## DIRECTION
In the passage on the novel below, rewrite the stretch from "George learns that" through "The Atlantic, 12/3/14)", substituting "compassion" for "empathy".

Four months before her death, she was flipping through an old art magazine, saw pictures of del Cossa’s restored murals and immediately decided she and her two children would go to Ferrara to see them. (Ali Smith has said in an article in The Guardian, 8/24/14, that this is exactly the way she first became aware of the murals.) A good part of this section is devoted to the trip to Ferrara.
Now, four months later, George is in deep mourning. As in the other Section I, the narrative jumps backward and forward in time. George has effectively taken her mother’s role in looking after her younger brother while her father drowns his own sorrows in booze. And here there is a different kind of duality: her mother is dead but still very “alive” in George’s memory. Both living and dead. Both “here” and gone.
She thinks back to their trip to Ferrara when she asked her mother, “What’s the point, what’s the point of it? What’s it got to do with anything? What’s the point of art?” and her mother replied:
Art makes nothing happen in a way that makes something happen.
George learns that one of del Cossa’s paintings is in the National Gallery and, because it provides a kind of connection to her mother, she visits the painting every day, spending hours simply looking at it.
Returning to school, she meets and becomes friendly with a new girl, Helena, called “H.” The two of them are paired up to do a project on empathy and decide to base it on del Cossa’s life, imagining the details of a life they cannot know in reality. That leads the reader to ask:
Is Francesco’s spirit sent to George by design, or is George imagining Francesco’s story to make sense of her own life? There’s a chance that both – the titular both – may be true. Smith has said that the duality of the novel, in which stories run over and alongside each other, is inspired by frescoes, which often bear layers of drawings underneath what’s visible. (Sophie Gilbert, The Atlantic, 12/3/14)
The question is never expressly answered. The reader is left to consider the possibilities, to think about both.

## DATA EXTRACT
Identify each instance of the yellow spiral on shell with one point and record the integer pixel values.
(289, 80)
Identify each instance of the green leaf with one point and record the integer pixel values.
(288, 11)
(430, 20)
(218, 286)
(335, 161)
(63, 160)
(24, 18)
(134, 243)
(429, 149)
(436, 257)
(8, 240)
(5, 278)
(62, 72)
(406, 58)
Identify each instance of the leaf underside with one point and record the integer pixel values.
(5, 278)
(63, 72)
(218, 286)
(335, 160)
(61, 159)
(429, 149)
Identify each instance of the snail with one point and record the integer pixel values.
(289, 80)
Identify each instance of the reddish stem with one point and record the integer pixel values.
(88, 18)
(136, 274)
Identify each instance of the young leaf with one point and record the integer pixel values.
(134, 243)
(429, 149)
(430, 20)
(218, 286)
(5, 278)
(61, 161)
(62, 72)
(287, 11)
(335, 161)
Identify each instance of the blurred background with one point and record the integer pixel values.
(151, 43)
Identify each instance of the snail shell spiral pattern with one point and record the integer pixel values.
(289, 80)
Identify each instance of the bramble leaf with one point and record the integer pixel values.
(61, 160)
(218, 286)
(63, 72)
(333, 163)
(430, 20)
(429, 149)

* * *

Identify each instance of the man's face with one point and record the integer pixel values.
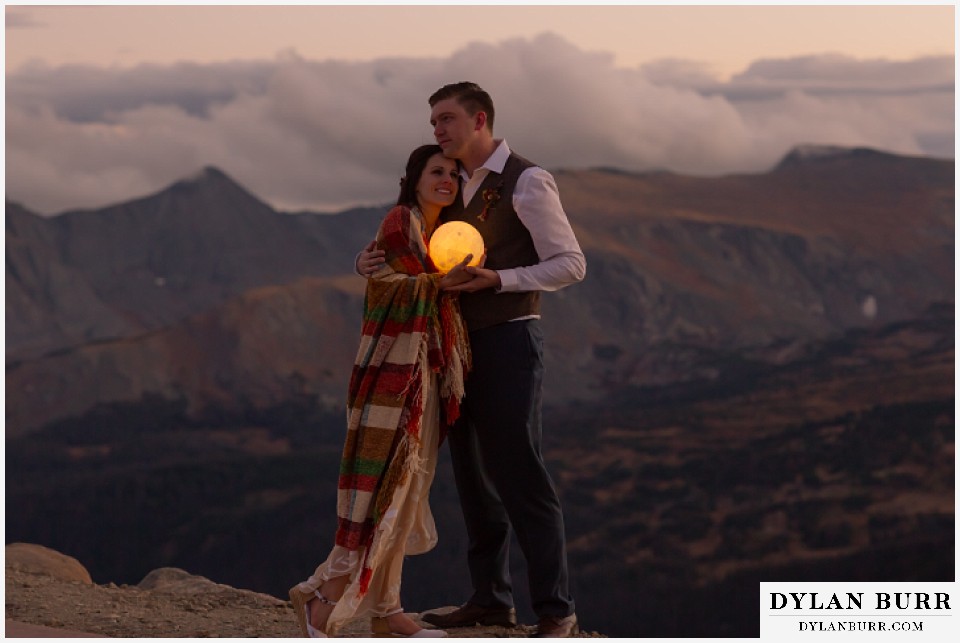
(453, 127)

==

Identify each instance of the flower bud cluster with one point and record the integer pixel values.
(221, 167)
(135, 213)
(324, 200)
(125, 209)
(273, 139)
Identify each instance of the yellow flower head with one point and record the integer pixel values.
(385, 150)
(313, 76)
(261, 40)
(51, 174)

## SOLUTION TO THE PROBLEM
George learns that one of del Cossa’s paintings is in the National Gallery and, because it provides a kind of connection to her mother, she visits the painting every day, spending hours simply looking at it.
Returning to school, she meets and becomes friendly with a new girl, Helena, called “H.” The two of them are paired up to do a project on compassion and decide to base it on del Cossa’s life, imagining the details of a life they cannot know in reality. That leads the reader to ask:
Is Francesco’s spirit sent to George by design, or is George imagining Francesco’s story to make sense of her own life? There’s a chance that both – the titular both – may be true. Smith has said that the duality of the novel, in which stories run over and alongside each other, is inspired by frescoes, which often bear layers of drawings underneath what’s visible. (Sophie Gilbert, The Atlantic, 12/3/14)